* [OBJECTIF] Réécrivez tous les enregistrements en substituant "caption" à "label" partout, sans autre modification.

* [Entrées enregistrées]

++++++++++++++++++++

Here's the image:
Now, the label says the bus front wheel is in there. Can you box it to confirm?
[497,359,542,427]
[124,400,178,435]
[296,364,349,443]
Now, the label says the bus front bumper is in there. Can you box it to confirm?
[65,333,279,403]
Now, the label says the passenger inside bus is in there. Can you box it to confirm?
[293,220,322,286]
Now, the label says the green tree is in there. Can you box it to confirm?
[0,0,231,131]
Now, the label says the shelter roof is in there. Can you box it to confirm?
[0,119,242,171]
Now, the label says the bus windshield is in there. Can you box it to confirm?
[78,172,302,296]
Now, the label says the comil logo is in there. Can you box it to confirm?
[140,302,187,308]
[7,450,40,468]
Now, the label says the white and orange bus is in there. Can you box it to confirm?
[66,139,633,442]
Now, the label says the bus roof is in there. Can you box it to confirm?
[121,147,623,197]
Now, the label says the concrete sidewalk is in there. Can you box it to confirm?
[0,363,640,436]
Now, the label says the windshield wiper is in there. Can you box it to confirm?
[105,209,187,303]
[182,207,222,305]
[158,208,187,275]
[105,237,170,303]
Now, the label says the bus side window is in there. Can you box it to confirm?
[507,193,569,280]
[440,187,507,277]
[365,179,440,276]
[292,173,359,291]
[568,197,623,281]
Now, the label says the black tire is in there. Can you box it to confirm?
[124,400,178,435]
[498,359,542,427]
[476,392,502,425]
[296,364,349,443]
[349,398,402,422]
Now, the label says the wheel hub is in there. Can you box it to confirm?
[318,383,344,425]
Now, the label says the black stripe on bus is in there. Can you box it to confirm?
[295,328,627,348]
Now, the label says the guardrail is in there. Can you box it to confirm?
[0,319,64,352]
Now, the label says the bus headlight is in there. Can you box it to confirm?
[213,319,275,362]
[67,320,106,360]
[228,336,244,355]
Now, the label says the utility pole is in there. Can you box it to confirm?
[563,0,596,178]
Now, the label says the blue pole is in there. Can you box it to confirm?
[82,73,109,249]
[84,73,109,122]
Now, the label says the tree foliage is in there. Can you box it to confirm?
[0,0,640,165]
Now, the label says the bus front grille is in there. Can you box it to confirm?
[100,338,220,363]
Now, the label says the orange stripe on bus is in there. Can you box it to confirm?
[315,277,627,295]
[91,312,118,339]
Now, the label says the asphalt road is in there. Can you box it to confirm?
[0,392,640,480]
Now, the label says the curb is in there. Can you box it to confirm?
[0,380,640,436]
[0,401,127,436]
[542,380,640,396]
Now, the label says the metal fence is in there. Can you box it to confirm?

++++++++++++++++++++

* [RÉSULTAT ATTENDU]
Here's the image:
Now, the caption says the bus front wheel is in there. Can you box it to confirm?
[497,359,542,427]
[124,400,178,435]
[296,364,349,443]
Now, the caption says the bus front bumper is in there. Can you box it to confirm?
[65,333,279,403]
Now, the caption says the passenger inside bus is in there. Can you box it to confirm?
[293,220,322,286]
Now, the caption says the green tree is in there. Can you box it to confirm?
[0,0,231,131]
Now, the caption says the shelter roof is in there. Can you box it to confirm?
[0,119,242,171]
Now, the caption says the bus windshield is in there. Can you box it to confirm?
[78,172,302,296]
Now, the caption says the comil logo is in there. Can you box it to confirm?
[140,302,187,308]
[7,450,40,468]
Now, the caption says the white and orange bus is in there. Can you box it to confirm?
[66,139,633,442]
Now, the caption says the bus roof is in there. Can you box it to confirm?
[121,147,623,197]
Now, the caption says the concrete sidewalk is in there. Can you box it to confirm?
[0,363,640,436]
Now, the caption says the windshield wiper is in there. Can you box it to confirm?
[105,209,187,303]
[182,207,222,305]
[158,208,187,275]
[105,237,170,303]
Now, the caption says the bus side window is in there. Can you box it to confirm?
[507,193,569,280]
[440,187,507,277]
[365,179,440,276]
[292,173,359,291]
[568,197,623,281]
Now, the caption says the black tire is in there. Can you box it to confirm?
[124,400,178,435]
[498,359,542,427]
[476,392,502,425]
[296,364,349,443]
[349,398,402,422]
Now, the caption says the wheel hub is in there. Can you box it to confirm?
[318,383,344,425]
Now, the caption says the black stripe on bus is in there. Can you box it to confirm?
[295,328,627,348]
Now, the caption says the guardrail is in there. Can you box it to confirm?
[0,319,64,352]
Now, the caption says the bus headlight is in there. Can you box it to confirm?
[213,319,275,362]
[67,320,106,360]
[228,336,244,355]
Now, the caption says the utility pole is in there. Can you box it to confirm?
[563,0,596,178]
Now, the caption says the blue pole is in there. Can you box it to confirm?
[82,73,109,249]
[84,73,109,122]
Now, the caption says the tree foliage is in there. Can you box it to confirm?
[0,0,640,165]
Now, the caption says the bus front grille is in there. Can you box it to confirm?
[100,338,220,363]
Now, the caption says the orange stripe on bus is in there. Can you box it to confirm?
[315,277,627,295]
[91,312,118,339]
Now, the caption says the asphalt road is in there. Can you box it to confirm?
[0,392,640,480]
Now, the caption says the curb is in there. Can you box it to confirm?
[0,380,640,436]
[0,401,127,436]
[542,380,640,396]
Now, the caption says the metal fence is in there. Can you box it to confirm?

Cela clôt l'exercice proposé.